+++ Given data +++

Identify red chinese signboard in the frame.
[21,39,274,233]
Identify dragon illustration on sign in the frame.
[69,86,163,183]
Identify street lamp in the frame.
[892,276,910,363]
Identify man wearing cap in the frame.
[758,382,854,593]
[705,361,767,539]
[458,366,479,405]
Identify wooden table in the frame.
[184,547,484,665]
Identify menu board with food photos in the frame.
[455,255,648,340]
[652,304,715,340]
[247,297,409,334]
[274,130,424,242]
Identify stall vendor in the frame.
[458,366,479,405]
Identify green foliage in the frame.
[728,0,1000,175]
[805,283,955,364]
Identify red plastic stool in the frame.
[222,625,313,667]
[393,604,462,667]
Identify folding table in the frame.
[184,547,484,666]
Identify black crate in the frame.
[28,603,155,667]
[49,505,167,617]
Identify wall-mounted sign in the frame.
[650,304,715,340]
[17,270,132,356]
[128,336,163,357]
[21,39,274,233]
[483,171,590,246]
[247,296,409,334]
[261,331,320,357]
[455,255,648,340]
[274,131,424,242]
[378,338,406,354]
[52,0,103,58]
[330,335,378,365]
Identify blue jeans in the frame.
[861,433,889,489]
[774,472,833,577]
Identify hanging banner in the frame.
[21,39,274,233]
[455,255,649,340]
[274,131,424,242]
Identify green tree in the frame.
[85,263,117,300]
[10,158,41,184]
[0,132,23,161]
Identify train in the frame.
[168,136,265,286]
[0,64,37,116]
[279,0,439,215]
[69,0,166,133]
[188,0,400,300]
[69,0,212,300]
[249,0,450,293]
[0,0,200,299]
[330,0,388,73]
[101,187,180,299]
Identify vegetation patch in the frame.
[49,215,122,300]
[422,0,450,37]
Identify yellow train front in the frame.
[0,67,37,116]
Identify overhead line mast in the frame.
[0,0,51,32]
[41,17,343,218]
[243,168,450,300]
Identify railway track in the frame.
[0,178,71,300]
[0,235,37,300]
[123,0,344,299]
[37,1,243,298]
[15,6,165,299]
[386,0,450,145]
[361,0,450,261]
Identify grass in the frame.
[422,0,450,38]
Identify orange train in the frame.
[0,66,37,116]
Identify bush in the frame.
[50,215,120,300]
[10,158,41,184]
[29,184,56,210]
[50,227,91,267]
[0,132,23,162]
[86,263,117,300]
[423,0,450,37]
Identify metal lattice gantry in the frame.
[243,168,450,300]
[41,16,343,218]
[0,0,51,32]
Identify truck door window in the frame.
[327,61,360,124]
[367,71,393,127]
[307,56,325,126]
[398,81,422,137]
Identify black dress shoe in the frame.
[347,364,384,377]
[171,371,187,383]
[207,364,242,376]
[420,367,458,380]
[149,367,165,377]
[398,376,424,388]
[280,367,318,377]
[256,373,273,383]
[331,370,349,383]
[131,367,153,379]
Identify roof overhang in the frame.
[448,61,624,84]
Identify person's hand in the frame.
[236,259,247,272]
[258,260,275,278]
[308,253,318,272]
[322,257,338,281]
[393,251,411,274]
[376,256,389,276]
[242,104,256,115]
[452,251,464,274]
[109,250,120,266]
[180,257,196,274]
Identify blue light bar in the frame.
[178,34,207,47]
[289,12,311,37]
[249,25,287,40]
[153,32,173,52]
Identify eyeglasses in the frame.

+++

§ **What is expected**
Write out all the records above as a JSON list of strings, one string per line, omitting blank lines.

§ **Task answer**
[
  "Identify red chinese signboard in the frame.",
  "[21,39,274,233]",
  "Identify dragon illustration on sign in the frame.",
  "[69,86,163,183]",
  "Identify street lamp in the frame.",
  "[892,276,910,363]",
  "Identify man wearing cap in the frame.",
  "[758,382,854,593]",
  "[705,361,767,539]",
  "[458,366,479,405]",
  "Identify wooden table in the frame.",
  "[184,547,484,665]",
  "Identify menu board with food photos in the frame.",
  "[455,255,648,340]",
  "[652,304,715,340]",
  "[247,297,409,334]",
  "[274,130,424,242]",
  "Identify stall vendor in the frame.",
  "[458,366,479,405]",
  "Identify green foliage in the frame.",
  "[728,0,1000,175]",
  "[805,283,955,364]",
  "Identify red plastic stool in the frame.",
  "[222,625,313,667]",
  "[393,604,462,667]",
  "Identify folding table in the frame.",
  "[184,547,484,666]",
  "Identify black crate in the frame.",
  "[28,603,155,667]",
  "[49,505,167,617]",
  "Identify wall-mounted sign in the frame.",
  "[650,304,715,340]",
  "[17,270,132,356]",
  "[128,336,163,357]",
  "[21,39,274,233]",
  "[483,171,590,246]",
  "[247,296,409,334]",
  "[261,331,320,357]",
  "[455,255,648,340]",
  "[274,131,424,242]",
  "[378,338,406,354]",
  "[52,0,103,58]",
  "[330,335,378,365]",
  "Identify blue jeans in the frame.",
  "[861,433,889,489]",
  "[774,472,833,577]",
  "Identify hanging banner in the frame.",
  "[21,39,274,233]",
  "[455,255,649,340]",
  "[274,131,424,242]",
  "Identify green tree in the frame.",
  "[85,263,117,300]",
  "[10,158,41,184]",
  "[0,132,23,161]",
  "Identify train in the frame.",
  "[168,136,265,286]",
  "[0,64,37,116]",
  "[279,0,439,215]",
  "[69,0,166,133]",
  "[188,0,400,300]",
  "[69,0,212,300]",
  "[249,0,450,293]",
  "[0,0,200,299]",
  "[330,0,388,73]",
  "[101,187,180,299]",
  "Identify vegetation patch in the frame.",
  "[49,215,122,300]",
  "[422,0,450,37]",
  "Identify yellow train front in the frame.",
  "[0,67,37,116]",
  "Identify overhead line mast in the frame.",
  "[0,0,51,32]",
  "[41,17,343,218]",
  "[243,168,450,300]",
  "Identify railway track in the frame.",
  "[0,178,71,300]",
  "[0,235,37,300]",
  "[123,0,344,299]",
  "[37,1,243,298]",
  "[15,6,165,299]",
  "[386,0,450,145]",
  "[361,0,450,261]",
  "Identify grass in the frame.",
  "[422,0,450,38]",
  "Identify orange train in the frame.",
  "[0,66,37,116]",
  "Identify bush in the frame.",
  "[50,215,120,300]",
  "[10,158,41,184]",
  "[29,184,56,210]",
  "[50,227,91,267]",
  "[0,132,23,162]",
  "[86,263,117,300]",
  "[423,0,450,37]",
  "Identify metal lattice gantry in the frame.",
  "[243,168,450,300]",
  "[41,16,343,218]",
  "[0,0,51,32]",
  "Identify truck door window in the frame.",
  "[327,61,360,124]",
  "[367,71,393,127]",
  "[307,56,325,126]",
  "[398,81,422,137]",
  "Identify black dress shoe in the frame.",
  "[347,364,384,377]",
  "[171,371,187,383]",
  "[207,364,242,376]",
  "[420,367,458,380]",
  "[149,367,165,377]",
  "[398,376,424,388]",
  "[280,367,318,377]",
  "[256,373,273,383]",
  "[331,370,349,383]",
  "[131,367,153,379]",
  "Identify roof overhang in the frame.",
  "[448,61,624,84]",
  "Identify person's hand in the frame.",
  "[236,259,247,272]",
  "[258,260,275,278]",
  "[308,253,318,272]",
  "[322,257,338,281]",
  "[393,251,411,274]",
  "[376,256,389,276]",
  "[242,104,256,115]",
  "[452,251,464,274]",
  "[109,250,120,266]",
  "[180,257,196,274]",
  "Identify blue light bar in the frame.",
  "[178,34,207,47]",
  "[289,12,311,37]",
  "[249,25,287,40]",
  "[153,32,173,52]",
  "Identify eyeglasses in the frame."
]